• [ASSIGNMENT]
Nothing should be left out: output all of the entries exactly.

• [DATASET EXCERPTS]
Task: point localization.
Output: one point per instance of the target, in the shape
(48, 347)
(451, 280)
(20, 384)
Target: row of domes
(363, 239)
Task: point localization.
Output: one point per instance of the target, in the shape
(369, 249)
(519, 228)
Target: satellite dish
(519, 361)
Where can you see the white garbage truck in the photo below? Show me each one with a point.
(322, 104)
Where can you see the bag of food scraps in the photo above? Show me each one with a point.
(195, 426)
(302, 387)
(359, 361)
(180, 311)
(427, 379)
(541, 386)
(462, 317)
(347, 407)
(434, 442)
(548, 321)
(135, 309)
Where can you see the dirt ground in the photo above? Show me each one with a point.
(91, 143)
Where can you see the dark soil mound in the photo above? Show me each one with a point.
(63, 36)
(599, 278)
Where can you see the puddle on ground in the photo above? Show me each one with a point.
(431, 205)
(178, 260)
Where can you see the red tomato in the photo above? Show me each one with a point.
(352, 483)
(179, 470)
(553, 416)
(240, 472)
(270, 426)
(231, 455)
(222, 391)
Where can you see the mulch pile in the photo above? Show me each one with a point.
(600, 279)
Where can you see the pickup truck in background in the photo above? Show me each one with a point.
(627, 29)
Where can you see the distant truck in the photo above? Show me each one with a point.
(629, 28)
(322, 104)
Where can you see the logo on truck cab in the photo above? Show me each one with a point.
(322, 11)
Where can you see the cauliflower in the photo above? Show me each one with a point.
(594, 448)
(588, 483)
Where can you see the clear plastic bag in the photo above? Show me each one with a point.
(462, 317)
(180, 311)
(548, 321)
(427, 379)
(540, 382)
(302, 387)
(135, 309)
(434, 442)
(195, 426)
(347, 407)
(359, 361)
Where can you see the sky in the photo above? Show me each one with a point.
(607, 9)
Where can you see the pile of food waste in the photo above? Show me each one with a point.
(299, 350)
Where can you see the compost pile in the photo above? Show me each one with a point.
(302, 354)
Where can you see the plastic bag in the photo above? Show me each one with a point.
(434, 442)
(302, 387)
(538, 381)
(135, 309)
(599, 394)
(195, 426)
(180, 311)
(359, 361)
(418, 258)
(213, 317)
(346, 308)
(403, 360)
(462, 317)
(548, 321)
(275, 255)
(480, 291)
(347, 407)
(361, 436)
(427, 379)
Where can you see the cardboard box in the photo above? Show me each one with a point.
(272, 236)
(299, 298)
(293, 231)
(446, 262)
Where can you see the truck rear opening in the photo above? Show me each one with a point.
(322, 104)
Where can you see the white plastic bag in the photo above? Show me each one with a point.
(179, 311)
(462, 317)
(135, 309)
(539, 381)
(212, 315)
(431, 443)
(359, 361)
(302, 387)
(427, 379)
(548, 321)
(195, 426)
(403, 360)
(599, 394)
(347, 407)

• [RESULT FOR THIS EXERCISE]
Task: point localization.
Output: one point per instance of the target, in the shape
(48, 347)
(451, 280)
(20, 384)
Target: row of domes
(363, 239)
Task: point localization.
Output: one point per instance of the target, in the shape
(369, 249)
(519, 228)
Target: satellite dish
(519, 361)
Where can you see the white garbage truck in the photo below? Show me each one with a point.
(322, 104)
Where can you see the bag of food scraps in the photo above? Show me each one with a point.
(195, 426)
(302, 387)
(359, 361)
(180, 311)
(427, 379)
(541, 386)
(462, 317)
(347, 407)
(434, 442)
(548, 321)
(135, 309)
Where can you see the dirt ground in the photo above? Show me each one with a point.
(91, 143)
Where can you see the dark soil mound in the photo above? Show me each one with a point.
(63, 36)
(599, 278)
Where can you see the puddle on ground in the photo above? Show me each one with a point.
(431, 205)
(178, 260)
Where can you see the red tomato in the photo above? Show me each one with a point.
(352, 483)
(179, 470)
(553, 416)
(240, 472)
(270, 426)
(231, 455)
(222, 391)
Where can you see the mulch pile in the photo above? Show me each one with a point.
(600, 279)
Where can you see the pickup truck in background in the photo above? Show me each one with a point.
(627, 29)
Where can you see the distant truck in the photo above? Show me each one with a point.
(629, 28)
(322, 104)
Where can you see the logo on truck cab in the photo above? Show me each one with a point.
(322, 11)
Where can you see the cauliflower in the photo above? Show me each one with a point.
(594, 448)
(588, 483)
Where can you see the clear plastic bag in the photo above? Show me each one with a point.
(462, 317)
(180, 311)
(548, 321)
(427, 379)
(540, 382)
(302, 387)
(135, 309)
(434, 442)
(195, 426)
(347, 407)
(359, 361)
Where can you see the sky in the photo above? Show me each one with a point.
(607, 9)
Where can you see the pile of food waste in the photo above? Show me each one with a point.
(299, 350)
Where can you see the compost pile in the photo above? Show me each one with a point.
(302, 354)
Where can you see the plastic bag in the photo above? Show me each one with a point.
(434, 442)
(302, 387)
(538, 381)
(135, 309)
(599, 394)
(195, 426)
(180, 311)
(359, 361)
(418, 258)
(213, 317)
(346, 308)
(403, 360)
(462, 317)
(548, 321)
(275, 255)
(480, 291)
(347, 407)
(361, 436)
(427, 379)
Where can you see the cardboard box in the photo above? Show me each one with a point.
(272, 236)
(299, 298)
(293, 231)
(446, 262)
Where can you see the truck rear opening in the photo above? Show me each one with a point.
(322, 104)
Where can you see the white plastic bag in the photo above? Show me each one with a point.
(179, 311)
(462, 317)
(135, 309)
(539, 381)
(212, 315)
(431, 443)
(359, 361)
(302, 387)
(427, 379)
(548, 321)
(195, 426)
(403, 360)
(599, 394)
(347, 407)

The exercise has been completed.